This is clearly seen in those records of Chaldaeo-Babylonian thought deciphered in these latter years, to which reference has already been made. In these we have a watery chaos which, under divine action, brings forth the earth and its inhabitants; first the sea animals and then the land animals—the latter being separated into three kinds, substantially as recorded afterward in the Hebrew accounts. At the various stages in the work the Chaldean Creator pronounces it "beautiful," just as the Hebrew Creator in our own later account pronounces it "good."

In both accounts there is placed over the whole creation a solid, concave firmament; in both, light is created first, and the heavenly bodies are afterward placed "for signs and for seasons"; in both, the number seven is especially sacred, giving rise to a sacred division of time and to much else. It may be added that, with many other features in the Hebrew legends evidently drawn from the Chaldean, the account of the creation in each is followed by a legend regarding "the fall of man" and a deluge, many details of which clearly passed in slightly modified form from the Chaldean into the Hebrew accounts.

> **Natural-language object grounding data**
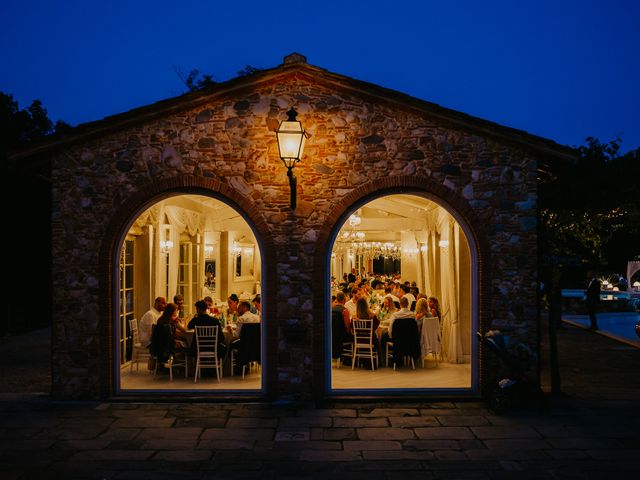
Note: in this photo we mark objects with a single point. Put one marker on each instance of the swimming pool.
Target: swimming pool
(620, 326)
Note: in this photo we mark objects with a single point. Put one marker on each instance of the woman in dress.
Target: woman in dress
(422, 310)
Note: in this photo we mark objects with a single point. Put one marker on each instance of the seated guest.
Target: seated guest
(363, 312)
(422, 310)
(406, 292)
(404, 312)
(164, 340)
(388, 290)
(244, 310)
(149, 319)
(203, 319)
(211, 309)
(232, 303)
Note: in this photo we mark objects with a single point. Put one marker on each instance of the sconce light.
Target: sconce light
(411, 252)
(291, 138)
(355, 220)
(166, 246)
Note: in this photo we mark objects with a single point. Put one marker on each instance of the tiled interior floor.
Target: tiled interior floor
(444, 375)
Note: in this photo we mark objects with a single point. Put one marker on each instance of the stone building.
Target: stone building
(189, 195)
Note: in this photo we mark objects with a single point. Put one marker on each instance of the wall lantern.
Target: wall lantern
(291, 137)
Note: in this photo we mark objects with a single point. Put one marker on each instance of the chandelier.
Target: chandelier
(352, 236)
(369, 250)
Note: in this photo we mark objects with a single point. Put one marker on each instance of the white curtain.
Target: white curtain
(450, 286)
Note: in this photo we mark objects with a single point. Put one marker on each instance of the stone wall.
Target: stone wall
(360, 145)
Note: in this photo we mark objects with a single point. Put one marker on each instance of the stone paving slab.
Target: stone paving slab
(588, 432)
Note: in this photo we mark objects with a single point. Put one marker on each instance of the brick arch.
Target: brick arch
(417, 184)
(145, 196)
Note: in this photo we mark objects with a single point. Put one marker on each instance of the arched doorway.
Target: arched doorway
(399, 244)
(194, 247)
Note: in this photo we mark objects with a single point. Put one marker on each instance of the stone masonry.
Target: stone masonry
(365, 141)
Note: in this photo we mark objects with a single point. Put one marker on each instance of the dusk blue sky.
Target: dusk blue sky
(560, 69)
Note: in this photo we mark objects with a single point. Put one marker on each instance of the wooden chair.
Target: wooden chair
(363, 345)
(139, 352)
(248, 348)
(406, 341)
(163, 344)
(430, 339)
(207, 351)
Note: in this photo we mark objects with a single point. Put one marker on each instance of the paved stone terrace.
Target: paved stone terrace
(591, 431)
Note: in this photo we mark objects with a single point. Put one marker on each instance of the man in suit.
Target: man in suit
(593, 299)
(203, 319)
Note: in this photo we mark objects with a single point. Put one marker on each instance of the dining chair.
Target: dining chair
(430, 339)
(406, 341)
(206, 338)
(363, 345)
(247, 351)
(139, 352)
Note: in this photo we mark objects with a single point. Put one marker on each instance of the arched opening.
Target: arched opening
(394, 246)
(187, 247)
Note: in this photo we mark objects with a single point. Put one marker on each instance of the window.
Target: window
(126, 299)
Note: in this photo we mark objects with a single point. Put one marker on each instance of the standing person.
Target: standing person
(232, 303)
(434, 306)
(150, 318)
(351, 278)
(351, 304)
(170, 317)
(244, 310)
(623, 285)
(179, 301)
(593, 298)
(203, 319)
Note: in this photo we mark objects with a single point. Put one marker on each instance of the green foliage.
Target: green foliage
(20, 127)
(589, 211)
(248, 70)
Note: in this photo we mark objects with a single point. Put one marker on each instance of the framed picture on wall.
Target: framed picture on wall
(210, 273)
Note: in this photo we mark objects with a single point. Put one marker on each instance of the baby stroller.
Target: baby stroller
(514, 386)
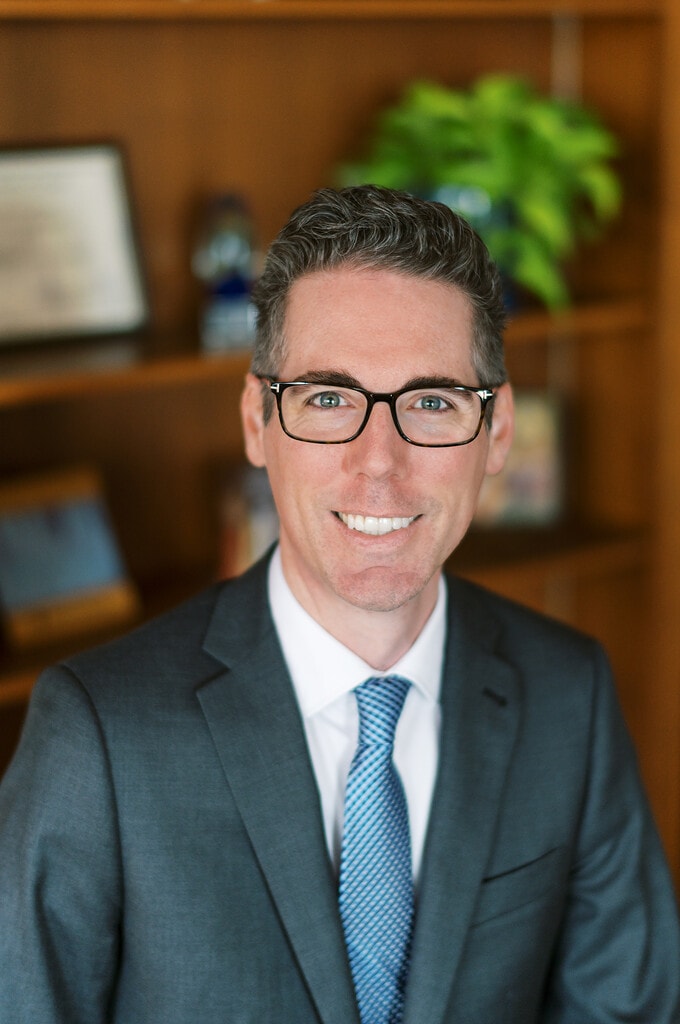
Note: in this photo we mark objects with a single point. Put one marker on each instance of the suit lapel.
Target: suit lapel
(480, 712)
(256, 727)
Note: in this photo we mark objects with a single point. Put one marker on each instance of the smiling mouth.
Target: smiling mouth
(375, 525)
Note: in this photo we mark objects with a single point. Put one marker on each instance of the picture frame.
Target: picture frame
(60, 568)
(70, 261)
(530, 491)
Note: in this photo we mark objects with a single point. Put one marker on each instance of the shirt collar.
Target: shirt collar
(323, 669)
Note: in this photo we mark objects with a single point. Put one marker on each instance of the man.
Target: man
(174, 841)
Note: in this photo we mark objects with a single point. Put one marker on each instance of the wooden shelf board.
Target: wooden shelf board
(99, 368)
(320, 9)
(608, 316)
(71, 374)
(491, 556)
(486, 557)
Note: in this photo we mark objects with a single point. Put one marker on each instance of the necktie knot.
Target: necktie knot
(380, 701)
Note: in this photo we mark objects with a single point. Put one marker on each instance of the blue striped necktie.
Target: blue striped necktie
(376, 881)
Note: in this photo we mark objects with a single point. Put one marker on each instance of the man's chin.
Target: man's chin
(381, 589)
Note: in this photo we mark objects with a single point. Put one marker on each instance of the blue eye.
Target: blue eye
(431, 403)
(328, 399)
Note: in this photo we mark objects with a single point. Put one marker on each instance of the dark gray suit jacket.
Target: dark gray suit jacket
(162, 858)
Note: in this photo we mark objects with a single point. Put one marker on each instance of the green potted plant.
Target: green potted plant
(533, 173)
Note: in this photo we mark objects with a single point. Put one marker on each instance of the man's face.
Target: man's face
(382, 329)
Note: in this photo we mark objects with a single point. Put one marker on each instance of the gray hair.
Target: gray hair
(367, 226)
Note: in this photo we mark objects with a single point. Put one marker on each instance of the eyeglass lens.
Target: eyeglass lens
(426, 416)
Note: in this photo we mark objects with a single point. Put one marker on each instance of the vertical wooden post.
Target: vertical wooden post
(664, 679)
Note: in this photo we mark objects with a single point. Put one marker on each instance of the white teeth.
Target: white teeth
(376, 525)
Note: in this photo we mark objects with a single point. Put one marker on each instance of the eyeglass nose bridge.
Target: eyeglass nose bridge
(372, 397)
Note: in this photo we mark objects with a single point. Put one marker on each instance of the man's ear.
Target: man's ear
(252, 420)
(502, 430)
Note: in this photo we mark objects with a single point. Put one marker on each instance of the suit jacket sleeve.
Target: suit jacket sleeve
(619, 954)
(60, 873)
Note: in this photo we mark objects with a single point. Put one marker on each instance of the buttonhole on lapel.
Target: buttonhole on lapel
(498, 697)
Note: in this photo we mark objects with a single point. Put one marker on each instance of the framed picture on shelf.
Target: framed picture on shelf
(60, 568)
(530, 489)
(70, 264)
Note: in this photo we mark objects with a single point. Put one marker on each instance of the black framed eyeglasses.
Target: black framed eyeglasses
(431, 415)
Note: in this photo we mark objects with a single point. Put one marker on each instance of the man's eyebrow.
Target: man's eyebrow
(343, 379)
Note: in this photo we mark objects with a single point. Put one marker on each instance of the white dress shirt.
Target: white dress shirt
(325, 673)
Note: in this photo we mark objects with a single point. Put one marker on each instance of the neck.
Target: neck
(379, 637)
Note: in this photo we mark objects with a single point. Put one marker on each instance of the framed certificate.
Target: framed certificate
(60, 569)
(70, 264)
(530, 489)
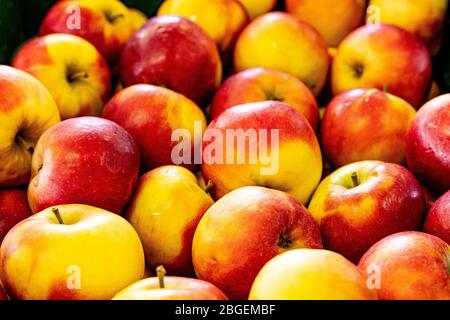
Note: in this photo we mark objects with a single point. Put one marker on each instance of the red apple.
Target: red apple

> **REQUIRED ACTION 1**
In the passage on Chaldaeo-Babylonian creation records, what word does the Chaldean Creator use at the various stages of the work?
> **REQUIRED ACTION 2**
Carry the passage on the Chaldean and Hebrew creation accounts further, picking up right after its last sentence.

> **ANSWER AREA 1**
"Beautiful."

> **ANSWER AREA 2**
It would have been a miracle indeed if these primitive conceptions, wrought out with so much poetic vigour in that earlier civilization on the Tigris and Euphrates, had failed to influence the Hebrews, who during the most plastic periods of their development were under the tutelage of their Chaldean neighbours. Since the researches of Layard, George Smith, Oppert, Schrader, Jensen, Sayce, and their compeers, there is no longer a reasonable doubt that this ancient view of the world, elaborated if not originated in that earlier civilization, came thence as a legacy to the Hebrews, who wrought it in a somewhat disjointed but mainly monotheistic form into the poetic whole which forms one of the most precious treasures of ancient thought preserved in the book of Genesis.

Thus it was that, while the idea of a simple material creation literally by the hands and fingers or voice of the Creator became, as we have seen, the starting-point of a powerful stream of theological thought, and while this stream was swollen from age to age by contributions from the fathers, doctors, and learned divines of the Church, Catholic and Protestant, there was poured into it this lesser current, always discernible and at times clearly separated from it—a current of belief in a process of evolution.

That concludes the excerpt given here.